◆ Location identification items ◆
# # # #

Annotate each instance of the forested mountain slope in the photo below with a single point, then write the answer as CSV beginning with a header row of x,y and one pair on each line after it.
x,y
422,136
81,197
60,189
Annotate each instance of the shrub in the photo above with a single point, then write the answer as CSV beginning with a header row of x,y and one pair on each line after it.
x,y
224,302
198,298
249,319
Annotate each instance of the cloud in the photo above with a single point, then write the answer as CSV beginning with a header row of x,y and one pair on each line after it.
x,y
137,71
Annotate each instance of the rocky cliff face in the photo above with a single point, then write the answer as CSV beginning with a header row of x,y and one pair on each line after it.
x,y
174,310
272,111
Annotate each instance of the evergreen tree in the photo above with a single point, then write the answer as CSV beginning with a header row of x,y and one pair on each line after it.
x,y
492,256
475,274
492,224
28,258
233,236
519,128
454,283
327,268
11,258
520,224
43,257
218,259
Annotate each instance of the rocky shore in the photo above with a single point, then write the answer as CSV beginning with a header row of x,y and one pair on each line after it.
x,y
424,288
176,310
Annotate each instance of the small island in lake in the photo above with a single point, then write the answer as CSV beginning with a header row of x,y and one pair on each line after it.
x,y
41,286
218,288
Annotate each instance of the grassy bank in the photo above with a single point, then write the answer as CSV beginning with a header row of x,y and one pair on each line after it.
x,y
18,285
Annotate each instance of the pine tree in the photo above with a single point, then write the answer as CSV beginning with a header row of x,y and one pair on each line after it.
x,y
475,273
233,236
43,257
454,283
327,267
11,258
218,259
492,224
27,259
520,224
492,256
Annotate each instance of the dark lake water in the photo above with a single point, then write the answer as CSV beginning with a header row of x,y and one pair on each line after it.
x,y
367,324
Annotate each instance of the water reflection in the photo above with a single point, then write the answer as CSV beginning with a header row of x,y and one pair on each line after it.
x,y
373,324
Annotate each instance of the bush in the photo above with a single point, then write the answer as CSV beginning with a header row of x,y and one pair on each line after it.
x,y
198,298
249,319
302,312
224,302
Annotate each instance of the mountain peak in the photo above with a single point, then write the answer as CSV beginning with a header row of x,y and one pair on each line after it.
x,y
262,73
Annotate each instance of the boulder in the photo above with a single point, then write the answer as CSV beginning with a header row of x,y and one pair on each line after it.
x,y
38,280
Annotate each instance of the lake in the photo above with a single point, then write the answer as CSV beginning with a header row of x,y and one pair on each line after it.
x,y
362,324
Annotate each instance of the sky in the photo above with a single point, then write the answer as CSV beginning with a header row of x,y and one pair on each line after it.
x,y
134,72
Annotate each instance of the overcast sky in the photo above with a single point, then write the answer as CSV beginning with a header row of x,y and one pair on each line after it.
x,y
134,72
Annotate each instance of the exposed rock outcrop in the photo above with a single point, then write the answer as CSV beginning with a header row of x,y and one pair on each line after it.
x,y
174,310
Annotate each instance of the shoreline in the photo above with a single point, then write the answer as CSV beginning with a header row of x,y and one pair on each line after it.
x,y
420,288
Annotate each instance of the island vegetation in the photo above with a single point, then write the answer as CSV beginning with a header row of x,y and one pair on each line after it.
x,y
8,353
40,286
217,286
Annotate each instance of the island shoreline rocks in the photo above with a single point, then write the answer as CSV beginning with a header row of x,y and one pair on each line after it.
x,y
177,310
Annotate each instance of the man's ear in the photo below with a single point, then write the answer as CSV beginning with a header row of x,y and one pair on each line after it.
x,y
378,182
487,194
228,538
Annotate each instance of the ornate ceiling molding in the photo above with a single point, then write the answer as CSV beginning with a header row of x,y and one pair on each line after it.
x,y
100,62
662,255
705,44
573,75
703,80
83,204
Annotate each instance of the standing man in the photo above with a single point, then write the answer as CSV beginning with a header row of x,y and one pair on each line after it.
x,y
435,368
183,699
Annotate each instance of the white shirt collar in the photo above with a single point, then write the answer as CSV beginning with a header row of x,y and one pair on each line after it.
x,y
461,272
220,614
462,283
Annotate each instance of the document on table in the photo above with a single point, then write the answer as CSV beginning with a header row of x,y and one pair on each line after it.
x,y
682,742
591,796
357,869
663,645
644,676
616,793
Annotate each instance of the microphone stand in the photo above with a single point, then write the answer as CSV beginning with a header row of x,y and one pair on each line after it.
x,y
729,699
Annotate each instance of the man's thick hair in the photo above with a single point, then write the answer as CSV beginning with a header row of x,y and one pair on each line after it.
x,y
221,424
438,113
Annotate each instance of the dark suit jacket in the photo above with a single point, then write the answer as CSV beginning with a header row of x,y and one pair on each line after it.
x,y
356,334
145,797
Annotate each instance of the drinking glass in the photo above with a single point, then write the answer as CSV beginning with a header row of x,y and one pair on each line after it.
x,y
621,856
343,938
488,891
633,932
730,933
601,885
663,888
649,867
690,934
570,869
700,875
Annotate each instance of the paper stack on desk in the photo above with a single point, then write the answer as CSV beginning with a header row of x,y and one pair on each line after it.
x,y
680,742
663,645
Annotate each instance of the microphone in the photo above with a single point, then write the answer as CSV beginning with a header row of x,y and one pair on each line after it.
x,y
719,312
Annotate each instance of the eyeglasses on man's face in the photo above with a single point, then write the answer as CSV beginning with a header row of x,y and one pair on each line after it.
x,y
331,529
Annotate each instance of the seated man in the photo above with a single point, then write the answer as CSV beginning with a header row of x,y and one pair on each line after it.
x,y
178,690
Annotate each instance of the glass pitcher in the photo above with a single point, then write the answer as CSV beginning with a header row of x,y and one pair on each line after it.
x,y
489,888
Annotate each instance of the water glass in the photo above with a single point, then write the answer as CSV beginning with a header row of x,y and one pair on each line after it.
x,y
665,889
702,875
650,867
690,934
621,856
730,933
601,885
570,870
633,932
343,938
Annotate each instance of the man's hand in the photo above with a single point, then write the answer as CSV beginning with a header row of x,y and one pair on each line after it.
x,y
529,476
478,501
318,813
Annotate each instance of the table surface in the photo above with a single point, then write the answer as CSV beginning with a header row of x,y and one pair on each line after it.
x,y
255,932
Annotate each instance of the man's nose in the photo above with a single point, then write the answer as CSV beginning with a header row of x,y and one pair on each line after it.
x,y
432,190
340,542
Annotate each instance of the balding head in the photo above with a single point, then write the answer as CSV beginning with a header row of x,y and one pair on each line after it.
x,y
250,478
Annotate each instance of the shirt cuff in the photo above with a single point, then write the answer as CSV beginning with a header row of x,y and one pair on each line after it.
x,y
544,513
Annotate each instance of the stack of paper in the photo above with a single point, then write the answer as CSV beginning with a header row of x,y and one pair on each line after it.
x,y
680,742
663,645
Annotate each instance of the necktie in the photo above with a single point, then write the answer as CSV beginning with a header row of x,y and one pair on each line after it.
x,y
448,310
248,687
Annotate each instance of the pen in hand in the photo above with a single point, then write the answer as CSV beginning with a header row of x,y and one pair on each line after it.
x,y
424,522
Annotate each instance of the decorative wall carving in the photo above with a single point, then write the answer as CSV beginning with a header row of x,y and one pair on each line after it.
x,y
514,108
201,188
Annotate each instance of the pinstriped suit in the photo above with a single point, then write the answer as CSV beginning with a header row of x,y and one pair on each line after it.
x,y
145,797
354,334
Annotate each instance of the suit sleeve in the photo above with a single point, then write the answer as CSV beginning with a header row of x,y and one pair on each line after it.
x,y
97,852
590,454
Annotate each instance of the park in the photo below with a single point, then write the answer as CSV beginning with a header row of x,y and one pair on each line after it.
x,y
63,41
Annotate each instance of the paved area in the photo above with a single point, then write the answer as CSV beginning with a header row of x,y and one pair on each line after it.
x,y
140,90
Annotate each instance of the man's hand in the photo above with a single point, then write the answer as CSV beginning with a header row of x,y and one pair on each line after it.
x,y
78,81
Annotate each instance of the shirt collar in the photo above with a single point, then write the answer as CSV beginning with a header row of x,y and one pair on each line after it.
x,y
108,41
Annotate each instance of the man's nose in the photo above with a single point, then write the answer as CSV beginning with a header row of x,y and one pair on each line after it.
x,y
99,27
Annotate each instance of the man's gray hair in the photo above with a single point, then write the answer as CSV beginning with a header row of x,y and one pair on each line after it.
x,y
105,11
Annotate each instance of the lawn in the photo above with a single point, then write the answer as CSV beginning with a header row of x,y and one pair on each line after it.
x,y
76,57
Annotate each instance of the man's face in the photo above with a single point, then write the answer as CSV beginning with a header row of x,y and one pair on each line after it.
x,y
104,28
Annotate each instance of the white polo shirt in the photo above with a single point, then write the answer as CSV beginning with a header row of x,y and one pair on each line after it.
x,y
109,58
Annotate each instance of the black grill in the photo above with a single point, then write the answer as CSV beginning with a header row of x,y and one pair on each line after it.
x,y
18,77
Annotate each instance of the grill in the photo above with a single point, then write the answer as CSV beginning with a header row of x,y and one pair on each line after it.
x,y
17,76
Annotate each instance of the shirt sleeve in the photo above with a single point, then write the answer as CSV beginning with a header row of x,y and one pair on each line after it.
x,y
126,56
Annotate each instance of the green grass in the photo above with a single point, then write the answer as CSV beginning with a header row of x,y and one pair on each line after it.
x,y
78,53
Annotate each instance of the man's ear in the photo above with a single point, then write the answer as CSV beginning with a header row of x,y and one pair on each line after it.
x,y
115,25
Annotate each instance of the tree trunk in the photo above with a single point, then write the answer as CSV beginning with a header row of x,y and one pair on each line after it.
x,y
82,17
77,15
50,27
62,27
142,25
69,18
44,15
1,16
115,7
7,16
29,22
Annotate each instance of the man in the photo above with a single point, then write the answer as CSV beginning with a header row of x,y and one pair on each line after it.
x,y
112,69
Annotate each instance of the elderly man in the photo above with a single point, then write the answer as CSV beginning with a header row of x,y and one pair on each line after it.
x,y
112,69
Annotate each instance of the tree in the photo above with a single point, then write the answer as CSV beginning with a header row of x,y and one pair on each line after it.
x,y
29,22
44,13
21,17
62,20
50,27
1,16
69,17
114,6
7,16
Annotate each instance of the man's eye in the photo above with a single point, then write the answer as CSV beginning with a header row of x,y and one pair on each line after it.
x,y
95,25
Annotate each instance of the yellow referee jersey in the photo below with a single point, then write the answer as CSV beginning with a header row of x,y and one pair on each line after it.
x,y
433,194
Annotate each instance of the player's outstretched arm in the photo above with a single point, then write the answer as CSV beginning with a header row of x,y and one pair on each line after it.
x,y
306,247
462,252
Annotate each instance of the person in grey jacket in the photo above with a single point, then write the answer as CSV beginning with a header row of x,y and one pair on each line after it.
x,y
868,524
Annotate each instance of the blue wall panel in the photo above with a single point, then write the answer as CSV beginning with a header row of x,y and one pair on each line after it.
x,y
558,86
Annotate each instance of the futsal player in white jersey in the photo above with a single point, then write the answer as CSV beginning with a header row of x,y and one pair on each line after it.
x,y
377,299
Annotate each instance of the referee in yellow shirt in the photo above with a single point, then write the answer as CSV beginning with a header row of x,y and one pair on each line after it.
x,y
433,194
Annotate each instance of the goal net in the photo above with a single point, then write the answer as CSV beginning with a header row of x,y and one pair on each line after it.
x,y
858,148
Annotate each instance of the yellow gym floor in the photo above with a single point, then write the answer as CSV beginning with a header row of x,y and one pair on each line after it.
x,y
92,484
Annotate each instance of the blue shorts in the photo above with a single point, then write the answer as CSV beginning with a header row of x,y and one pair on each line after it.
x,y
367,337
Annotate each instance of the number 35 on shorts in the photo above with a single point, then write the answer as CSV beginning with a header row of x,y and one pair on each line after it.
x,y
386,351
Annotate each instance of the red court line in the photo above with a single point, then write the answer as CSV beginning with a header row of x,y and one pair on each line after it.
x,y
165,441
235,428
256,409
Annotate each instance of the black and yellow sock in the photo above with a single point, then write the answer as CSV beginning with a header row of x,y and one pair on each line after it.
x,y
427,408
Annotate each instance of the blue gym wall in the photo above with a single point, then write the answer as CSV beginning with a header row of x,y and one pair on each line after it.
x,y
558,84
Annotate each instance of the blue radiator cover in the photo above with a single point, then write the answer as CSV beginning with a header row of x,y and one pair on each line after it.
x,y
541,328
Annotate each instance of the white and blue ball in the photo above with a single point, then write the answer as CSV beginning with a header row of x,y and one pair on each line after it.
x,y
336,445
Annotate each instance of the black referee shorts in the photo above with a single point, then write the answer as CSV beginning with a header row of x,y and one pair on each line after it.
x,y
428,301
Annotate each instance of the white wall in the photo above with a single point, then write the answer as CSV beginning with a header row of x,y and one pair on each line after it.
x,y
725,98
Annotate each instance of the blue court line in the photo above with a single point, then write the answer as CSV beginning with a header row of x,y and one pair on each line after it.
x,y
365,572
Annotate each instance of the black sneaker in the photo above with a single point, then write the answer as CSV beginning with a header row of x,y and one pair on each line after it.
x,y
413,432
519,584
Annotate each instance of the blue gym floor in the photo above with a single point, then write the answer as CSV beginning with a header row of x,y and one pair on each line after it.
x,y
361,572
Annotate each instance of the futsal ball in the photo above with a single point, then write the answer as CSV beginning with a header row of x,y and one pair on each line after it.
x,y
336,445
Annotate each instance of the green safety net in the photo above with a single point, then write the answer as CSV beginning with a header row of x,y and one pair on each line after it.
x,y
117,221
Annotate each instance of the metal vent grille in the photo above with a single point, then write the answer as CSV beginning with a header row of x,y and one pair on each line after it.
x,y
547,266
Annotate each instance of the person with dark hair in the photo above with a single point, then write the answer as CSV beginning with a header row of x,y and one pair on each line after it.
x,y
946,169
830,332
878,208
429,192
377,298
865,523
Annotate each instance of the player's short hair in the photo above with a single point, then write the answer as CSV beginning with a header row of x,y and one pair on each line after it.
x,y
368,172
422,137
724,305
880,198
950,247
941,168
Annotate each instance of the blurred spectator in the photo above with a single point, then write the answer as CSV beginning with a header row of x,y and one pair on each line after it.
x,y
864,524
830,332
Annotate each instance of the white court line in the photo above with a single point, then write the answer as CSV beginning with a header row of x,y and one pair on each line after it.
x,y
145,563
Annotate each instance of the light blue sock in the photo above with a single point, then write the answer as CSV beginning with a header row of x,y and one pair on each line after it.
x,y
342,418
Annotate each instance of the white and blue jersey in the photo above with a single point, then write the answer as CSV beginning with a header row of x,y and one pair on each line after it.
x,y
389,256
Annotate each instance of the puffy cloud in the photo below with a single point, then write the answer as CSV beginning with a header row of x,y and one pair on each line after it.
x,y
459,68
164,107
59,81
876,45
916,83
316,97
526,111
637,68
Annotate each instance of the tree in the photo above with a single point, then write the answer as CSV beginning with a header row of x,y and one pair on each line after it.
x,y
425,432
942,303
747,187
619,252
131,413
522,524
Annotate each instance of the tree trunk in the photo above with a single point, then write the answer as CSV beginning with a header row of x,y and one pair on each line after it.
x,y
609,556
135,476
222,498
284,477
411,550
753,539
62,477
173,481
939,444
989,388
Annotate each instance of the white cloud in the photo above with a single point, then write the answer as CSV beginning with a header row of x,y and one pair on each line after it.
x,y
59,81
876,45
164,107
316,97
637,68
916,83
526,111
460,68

# # # #

◆ WORK INSTRUCTIONS ◆
Would you give again, word for word, every line from the one with "Annotate each instance of the light" through the final line of the listing above?

◆ SOLUTION TO THE PROBLEM ◆
Annotate each instance of the light blue sock in the photo above with a single point, then write the answer as CSV beginning with a header row of x,y and one pair on each line after it.
x,y
342,418
Annotate each instance of the white and blue jersey in the photo above with a single point, then write the answer as CSV beginning with a header row of x,y and one pair on each line after it.
x,y
389,256
Annotate each instance of the puffy cloud in the photo below with a single point, then write the answer as CSV beginning with a header row of x,y and one pair on each line after it.
x,y
459,68
164,107
59,81
876,45
916,83
316,97
526,111
637,68
Annotate each instance of the tree in the photo above with a single point, then write the answer as CSV beginning with a header row of x,y and one pair on each line after it.
x,y
425,432
942,303
747,187
619,252
131,413
522,524
Annotate each instance of the tree trunk in the photo above with a single point, then write the answer as CSV beginning with a header row of x,y and one pair on each line after it.
x,y
609,556
135,476
222,498
284,477
411,550
753,539
62,477
173,481
939,444
989,388
Annotate each instance of the white cloud in the photo above with a single point, then write the answer as CSV beginning with a header row of x,y and one pair on each line after it.
x,y
59,81
876,45
164,107
316,97
637,68
916,83
526,111
460,68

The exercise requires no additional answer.